[A run of records]
## Begin

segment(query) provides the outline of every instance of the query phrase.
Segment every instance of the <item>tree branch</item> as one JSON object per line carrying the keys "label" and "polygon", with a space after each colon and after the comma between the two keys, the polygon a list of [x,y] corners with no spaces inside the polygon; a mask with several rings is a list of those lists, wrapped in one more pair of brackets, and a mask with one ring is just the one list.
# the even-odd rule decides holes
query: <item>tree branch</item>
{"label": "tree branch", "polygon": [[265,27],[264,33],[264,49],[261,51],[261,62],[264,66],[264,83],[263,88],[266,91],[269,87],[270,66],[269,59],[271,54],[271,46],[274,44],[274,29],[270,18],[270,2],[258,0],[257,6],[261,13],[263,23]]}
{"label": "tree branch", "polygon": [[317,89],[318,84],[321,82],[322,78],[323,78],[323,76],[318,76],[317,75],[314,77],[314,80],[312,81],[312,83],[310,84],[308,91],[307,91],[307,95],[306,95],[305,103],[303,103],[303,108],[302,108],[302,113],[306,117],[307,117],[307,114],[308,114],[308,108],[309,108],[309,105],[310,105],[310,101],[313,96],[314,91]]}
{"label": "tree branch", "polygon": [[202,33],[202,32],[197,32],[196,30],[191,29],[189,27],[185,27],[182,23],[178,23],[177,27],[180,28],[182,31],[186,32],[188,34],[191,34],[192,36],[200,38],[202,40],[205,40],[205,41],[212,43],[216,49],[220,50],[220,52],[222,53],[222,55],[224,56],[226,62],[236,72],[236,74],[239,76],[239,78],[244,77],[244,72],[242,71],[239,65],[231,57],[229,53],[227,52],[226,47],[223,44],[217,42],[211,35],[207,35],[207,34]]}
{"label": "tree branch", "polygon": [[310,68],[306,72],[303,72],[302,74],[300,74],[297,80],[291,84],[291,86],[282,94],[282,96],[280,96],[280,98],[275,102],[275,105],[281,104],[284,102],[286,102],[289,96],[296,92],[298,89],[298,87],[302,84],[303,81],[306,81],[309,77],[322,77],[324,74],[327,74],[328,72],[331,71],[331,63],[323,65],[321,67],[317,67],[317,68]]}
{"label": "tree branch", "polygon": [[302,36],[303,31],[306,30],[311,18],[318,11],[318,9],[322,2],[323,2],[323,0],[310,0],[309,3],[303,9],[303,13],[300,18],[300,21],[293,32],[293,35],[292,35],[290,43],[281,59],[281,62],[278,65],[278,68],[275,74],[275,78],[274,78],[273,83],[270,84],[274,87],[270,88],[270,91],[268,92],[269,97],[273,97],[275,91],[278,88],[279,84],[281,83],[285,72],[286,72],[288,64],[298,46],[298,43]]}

## End

The exercise:
Duplicate every line of the records above verbatim, without any changes.

Response to this exercise:
segment(query) provides the outline of every instance of the query phrase.
Segment every instance of the <item>tree branch</item> as one JSON object per line carrying the keys "label" and "polygon", with a space after each colon and after the comma between the two keys, the polygon a list of [x,y] corners with no spaces inside the polygon; a mask with several rings is a list of those lists, wrapped in one more pair of brackets, and a mask with one ring is just the one list.
# the even-odd rule decides holes
query: <item>tree branch</item>
{"label": "tree branch", "polygon": [[265,27],[264,33],[264,49],[261,51],[261,62],[264,66],[264,83],[263,88],[266,91],[269,87],[270,66],[269,59],[271,54],[271,46],[274,44],[274,29],[270,18],[270,2],[258,0],[257,6],[261,13],[263,23]]}
{"label": "tree branch", "polygon": [[317,89],[318,84],[321,82],[322,78],[323,78],[323,76],[318,76],[317,75],[314,77],[314,80],[312,81],[312,83],[310,84],[308,91],[307,91],[307,95],[306,95],[305,103],[303,103],[303,108],[302,108],[302,113],[306,117],[307,117],[307,114],[308,114],[308,108],[309,108],[309,105],[310,105],[310,101],[313,96],[314,91]]}
{"label": "tree branch", "polygon": [[202,33],[202,32],[197,32],[196,30],[191,29],[189,27],[185,27],[182,23],[178,23],[177,27],[180,28],[182,31],[186,32],[188,34],[191,34],[192,36],[200,38],[202,40],[205,40],[205,41],[212,43],[216,49],[220,50],[220,52],[222,53],[222,55],[224,56],[226,62],[236,72],[236,74],[239,76],[239,78],[244,77],[244,72],[242,71],[239,65],[231,57],[229,53],[227,52],[226,47],[223,44],[217,42],[211,35],[207,35],[207,34]]}
{"label": "tree branch", "polygon": [[310,68],[306,72],[303,72],[302,74],[300,74],[297,80],[291,84],[291,86],[282,94],[282,96],[280,96],[280,98],[275,102],[275,105],[281,104],[284,102],[286,102],[289,96],[296,92],[298,89],[298,87],[302,84],[303,81],[306,81],[309,77],[322,77],[324,74],[327,74],[328,72],[331,71],[331,63],[323,65],[321,67],[317,67],[317,68]]}
{"label": "tree branch", "polygon": [[302,36],[303,31],[306,30],[311,18],[318,11],[318,9],[322,2],[323,2],[323,0],[310,0],[309,3],[303,9],[303,13],[300,18],[300,21],[293,32],[293,35],[292,35],[290,43],[281,59],[281,62],[278,65],[278,68],[275,74],[275,78],[274,78],[273,83],[270,84],[274,87],[270,88],[270,91],[268,92],[269,97],[273,97],[275,91],[278,88],[279,84],[281,83],[285,72],[286,72],[288,64],[298,46],[298,43]]}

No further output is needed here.